**Job a:** Gather every line of the rows below that contains the word "petal", and treat case as significant.

May You Solve Interesting Problems
A Stream Editor
A Pattern-Matching Programming Language
Four Hurdles to Mastering sed and awk
My wife won't let me buy a power saw. She is afraid of an accident if I use one. So I rely on a hand saw for a variety of weekend projects like building shelves. However, if I made my living as a carpenter, I would have to use a power saw. The speed and efficiency provided by power tools would be essential to being productive. [D.D.]
For people who create and modify text files, sed and awk are power tools for editing. Most of the things that you can do with these programs can be done interactively with a text editor. However, using sed and awk can save many hours of repetitive work in achieving the same result.
Sed and awk are peculiar and it takes time to learn them, but the capabilities they provide can repay the learning many times over, especially if text editing is a normal part of your trade.

[Excerpts from a pointing dataset]
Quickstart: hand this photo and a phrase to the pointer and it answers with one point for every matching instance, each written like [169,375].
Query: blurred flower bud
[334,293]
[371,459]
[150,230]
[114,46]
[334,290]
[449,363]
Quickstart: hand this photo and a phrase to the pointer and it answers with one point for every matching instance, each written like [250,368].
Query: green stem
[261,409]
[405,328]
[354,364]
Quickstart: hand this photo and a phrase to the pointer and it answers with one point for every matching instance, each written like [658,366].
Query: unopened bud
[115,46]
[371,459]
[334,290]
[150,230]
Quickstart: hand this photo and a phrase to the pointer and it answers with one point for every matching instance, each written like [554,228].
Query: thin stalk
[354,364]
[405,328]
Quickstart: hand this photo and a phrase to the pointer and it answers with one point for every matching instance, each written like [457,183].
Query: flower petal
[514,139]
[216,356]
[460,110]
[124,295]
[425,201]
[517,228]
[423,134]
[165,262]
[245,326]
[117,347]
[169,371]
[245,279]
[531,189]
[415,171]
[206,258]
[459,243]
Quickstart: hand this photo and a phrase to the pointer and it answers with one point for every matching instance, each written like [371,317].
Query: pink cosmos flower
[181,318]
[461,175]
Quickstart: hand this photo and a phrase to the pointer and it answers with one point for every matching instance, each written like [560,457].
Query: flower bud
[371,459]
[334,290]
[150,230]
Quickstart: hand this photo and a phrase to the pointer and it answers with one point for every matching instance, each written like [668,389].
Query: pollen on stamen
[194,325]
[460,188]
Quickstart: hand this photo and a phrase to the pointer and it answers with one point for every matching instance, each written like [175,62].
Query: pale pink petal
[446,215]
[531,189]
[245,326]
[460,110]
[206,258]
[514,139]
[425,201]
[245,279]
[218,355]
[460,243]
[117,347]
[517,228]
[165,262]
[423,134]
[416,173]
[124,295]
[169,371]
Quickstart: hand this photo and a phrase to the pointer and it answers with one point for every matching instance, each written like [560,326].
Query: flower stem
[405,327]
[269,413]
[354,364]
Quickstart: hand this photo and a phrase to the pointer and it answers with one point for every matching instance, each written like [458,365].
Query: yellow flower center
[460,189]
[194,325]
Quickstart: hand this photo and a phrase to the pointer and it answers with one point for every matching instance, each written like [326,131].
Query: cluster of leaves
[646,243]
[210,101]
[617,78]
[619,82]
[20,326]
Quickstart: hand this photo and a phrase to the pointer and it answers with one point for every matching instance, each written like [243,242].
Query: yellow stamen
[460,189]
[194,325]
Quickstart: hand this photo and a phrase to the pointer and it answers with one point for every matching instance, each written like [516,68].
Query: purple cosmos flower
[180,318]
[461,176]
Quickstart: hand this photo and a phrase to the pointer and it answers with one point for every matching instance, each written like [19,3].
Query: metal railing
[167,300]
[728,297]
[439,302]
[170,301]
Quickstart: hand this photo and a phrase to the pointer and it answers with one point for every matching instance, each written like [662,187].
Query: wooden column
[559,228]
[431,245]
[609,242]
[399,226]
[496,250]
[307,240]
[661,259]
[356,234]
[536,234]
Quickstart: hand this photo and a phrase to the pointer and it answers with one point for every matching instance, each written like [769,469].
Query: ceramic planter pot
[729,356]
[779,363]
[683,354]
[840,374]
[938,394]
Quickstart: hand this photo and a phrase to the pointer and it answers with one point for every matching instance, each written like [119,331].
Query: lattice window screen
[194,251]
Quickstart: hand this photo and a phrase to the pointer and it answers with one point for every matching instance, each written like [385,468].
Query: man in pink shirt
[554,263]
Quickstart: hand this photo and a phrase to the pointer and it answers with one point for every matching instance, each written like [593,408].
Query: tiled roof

**Job b:** Write out the part of the sed and awk text above that starts at "May You Solve" and ends at "the same result.".

**Full response a:**
Query: flower petal
Query: pale pink petal

**Full response b:**
May You Solve Interesting Problems
A Stream Editor
A Pattern-Matching Programming Language
Four Hurdles to Mastering sed and awk
My wife won't let me buy a power saw. She is afraid of an accident if I use one. So I rely on a hand saw for a variety of weekend projects like building shelves. However, if I made my living as a carpenter, I would have to use a power saw. The speed and efficiency provided by power tools would be essential to being productive. [D.D.]
For people who create and modify text files, sed and awk are power tools for editing. Most of the things that you can do with these programs can be done interactively with a text editor. However, using sed and awk can save many hours of repetitive work in achieving the same result.